▸ **PROBLEM REQUIREMENTS**
Read the records below. Copy each line where the string "hand" occurs.

[Natural-language object grounding data]
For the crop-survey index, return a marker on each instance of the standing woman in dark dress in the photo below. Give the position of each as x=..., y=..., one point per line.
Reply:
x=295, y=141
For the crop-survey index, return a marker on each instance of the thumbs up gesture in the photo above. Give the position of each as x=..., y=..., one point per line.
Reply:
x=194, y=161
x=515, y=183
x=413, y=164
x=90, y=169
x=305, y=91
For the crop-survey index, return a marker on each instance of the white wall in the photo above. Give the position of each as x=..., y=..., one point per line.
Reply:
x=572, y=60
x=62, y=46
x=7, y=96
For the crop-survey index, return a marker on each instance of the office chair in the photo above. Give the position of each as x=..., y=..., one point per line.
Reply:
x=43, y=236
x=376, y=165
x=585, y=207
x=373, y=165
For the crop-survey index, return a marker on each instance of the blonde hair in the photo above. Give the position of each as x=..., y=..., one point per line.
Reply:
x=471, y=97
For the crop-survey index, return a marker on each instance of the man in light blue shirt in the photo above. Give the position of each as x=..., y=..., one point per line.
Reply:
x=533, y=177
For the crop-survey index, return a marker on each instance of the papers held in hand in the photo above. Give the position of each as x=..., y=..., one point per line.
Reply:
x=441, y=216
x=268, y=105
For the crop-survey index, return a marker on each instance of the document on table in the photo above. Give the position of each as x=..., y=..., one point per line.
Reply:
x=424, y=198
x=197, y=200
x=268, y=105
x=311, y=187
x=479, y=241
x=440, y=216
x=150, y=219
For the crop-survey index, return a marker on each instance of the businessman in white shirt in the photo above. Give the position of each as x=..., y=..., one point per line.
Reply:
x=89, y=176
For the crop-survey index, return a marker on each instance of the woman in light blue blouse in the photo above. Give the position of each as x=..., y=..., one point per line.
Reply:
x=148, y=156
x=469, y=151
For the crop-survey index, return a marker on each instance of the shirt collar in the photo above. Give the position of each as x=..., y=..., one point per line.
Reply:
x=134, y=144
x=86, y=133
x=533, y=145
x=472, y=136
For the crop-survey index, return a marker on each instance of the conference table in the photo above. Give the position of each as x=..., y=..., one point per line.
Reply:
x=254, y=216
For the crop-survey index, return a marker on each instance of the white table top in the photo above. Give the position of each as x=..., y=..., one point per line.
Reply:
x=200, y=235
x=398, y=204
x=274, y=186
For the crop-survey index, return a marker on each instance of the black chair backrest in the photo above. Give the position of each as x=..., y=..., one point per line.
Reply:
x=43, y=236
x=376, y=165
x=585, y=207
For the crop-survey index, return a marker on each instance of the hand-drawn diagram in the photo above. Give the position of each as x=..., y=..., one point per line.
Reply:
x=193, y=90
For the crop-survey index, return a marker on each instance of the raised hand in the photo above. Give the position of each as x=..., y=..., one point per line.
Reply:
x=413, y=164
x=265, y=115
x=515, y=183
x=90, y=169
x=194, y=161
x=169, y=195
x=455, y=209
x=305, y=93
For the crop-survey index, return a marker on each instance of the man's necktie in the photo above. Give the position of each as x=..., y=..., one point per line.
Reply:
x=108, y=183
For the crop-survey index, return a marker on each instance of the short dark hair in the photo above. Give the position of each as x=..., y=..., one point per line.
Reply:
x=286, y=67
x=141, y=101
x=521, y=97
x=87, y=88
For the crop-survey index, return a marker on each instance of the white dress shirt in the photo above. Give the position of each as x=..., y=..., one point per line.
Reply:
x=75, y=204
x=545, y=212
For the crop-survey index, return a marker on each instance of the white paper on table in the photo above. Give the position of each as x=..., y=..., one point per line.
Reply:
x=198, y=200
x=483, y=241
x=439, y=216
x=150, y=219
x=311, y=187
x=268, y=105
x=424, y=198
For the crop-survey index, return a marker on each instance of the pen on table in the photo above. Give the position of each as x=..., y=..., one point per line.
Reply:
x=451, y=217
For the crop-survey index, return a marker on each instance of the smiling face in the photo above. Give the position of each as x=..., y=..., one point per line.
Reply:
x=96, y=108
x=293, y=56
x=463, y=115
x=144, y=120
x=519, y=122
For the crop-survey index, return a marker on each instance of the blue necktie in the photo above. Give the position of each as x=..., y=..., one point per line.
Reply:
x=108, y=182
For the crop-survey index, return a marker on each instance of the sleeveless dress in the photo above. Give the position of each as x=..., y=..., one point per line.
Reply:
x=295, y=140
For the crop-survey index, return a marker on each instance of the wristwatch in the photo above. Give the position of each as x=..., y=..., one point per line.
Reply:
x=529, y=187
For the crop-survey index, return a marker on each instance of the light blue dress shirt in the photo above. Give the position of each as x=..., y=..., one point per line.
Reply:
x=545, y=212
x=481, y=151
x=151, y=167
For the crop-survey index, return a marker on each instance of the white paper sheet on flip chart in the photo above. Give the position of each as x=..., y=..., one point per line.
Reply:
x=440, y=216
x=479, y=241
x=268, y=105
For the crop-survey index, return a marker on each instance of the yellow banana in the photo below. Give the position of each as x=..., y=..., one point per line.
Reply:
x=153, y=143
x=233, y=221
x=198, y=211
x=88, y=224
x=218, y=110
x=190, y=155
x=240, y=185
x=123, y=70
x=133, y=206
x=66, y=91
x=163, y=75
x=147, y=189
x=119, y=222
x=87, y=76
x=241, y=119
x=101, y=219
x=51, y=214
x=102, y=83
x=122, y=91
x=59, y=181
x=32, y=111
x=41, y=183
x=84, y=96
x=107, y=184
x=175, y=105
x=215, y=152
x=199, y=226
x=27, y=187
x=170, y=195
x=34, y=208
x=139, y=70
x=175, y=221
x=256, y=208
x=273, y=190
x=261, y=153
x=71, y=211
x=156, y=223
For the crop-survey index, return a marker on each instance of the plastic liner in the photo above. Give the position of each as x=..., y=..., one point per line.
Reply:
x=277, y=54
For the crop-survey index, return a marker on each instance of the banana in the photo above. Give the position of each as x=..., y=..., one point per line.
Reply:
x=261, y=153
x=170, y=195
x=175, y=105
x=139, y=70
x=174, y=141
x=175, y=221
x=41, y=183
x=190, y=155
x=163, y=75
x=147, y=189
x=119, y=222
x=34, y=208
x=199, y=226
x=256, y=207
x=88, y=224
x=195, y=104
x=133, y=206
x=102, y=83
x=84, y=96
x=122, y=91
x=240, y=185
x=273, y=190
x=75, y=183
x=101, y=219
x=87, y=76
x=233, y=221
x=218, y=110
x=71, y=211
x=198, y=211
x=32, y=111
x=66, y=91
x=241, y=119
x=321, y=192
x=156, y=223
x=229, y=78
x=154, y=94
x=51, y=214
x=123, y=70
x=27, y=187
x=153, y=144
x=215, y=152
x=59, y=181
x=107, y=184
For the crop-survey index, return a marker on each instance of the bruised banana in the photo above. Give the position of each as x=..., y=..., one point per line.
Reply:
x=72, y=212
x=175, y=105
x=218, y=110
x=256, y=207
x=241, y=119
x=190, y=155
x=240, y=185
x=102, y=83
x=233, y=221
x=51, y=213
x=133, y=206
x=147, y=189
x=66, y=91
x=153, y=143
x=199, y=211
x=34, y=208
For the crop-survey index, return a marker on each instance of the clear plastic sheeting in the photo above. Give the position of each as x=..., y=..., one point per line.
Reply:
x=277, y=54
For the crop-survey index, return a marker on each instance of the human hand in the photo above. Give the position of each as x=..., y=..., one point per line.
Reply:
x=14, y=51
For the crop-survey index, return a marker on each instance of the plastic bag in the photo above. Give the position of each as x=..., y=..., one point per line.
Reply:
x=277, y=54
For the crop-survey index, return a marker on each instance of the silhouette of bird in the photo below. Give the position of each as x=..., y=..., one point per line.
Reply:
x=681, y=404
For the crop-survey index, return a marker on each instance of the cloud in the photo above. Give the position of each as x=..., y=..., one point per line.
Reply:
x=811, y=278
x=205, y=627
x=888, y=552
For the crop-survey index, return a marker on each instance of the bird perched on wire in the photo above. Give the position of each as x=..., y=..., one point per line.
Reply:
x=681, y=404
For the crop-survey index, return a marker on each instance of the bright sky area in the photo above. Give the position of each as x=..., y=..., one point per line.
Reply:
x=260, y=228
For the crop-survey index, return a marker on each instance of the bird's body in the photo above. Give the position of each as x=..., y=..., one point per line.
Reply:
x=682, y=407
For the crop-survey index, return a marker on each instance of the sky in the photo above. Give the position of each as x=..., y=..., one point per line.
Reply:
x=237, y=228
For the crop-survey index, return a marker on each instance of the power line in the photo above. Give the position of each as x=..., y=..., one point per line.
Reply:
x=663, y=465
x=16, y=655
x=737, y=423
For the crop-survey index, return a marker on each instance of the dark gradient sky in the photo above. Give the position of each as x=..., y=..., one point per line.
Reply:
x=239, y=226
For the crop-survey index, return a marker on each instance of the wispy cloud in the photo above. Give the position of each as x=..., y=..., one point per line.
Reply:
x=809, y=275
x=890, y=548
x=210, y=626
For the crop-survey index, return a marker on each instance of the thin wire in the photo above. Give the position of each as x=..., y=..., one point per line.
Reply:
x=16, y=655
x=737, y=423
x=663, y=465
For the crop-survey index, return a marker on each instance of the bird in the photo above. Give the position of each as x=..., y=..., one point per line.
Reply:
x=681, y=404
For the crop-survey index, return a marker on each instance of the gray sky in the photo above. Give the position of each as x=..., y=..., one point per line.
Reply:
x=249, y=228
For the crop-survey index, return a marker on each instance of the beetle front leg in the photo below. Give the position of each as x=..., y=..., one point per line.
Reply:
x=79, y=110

▸ **SOLUTION TO THIS PROBLEM**
For the crop-survey index, return a marker on each instance of the papers held in hand in the photo above. Give the position of each as x=..., y=..., one point per line.
For the crop-survey index, return a marker on each instance of the hand-drawn diagram in the photo above. Give the position of each as x=..., y=..., one point per line.
For the crop-survey index, return a marker on each instance of the raised hand in the photo above. Give the position of each as x=..., y=..., one point per line.
For the crop-survey index, return a marker on each instance of the human hand in the photo above. Give the position of each as x=..., y=..., one point per line.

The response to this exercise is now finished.